▶ WHAT IS REQUIRED:
Reproduce every line of the records below word for word, leaving out the pictures.

▶ Records of labeled points:
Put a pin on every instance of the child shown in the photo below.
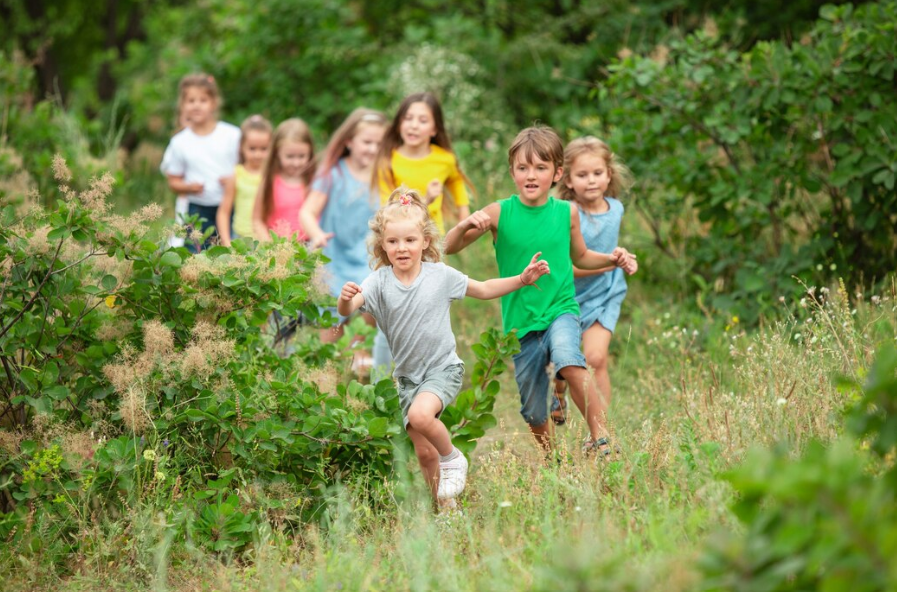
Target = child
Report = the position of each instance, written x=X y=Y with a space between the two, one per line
x=417 y=152
x=546 y=320
x=285 y=179
x=241 y=189
x=409 y=294
x=200 y=158
x=592 y=173
x=341 y=203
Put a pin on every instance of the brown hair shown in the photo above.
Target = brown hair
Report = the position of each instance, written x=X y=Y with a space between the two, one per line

▶ RESULT OF THE EXERCISE:
Put a pin on every instance of the child shown in the photo below.
Target = child
Report = the position of each instance, written x=X y=Y with a space between the two, one per line
x=417 y=152
x=546 y=320
x=285 y=179
x=241 y=189
x=409 y=294
x=200 y=158
x=592 y=173
x=341 y=203
Put a pin on every instance of the brown hair shown in the photo above.
Target = brown hair
Report = the position of each instance, written x=X y=Y with a space between the two, one per line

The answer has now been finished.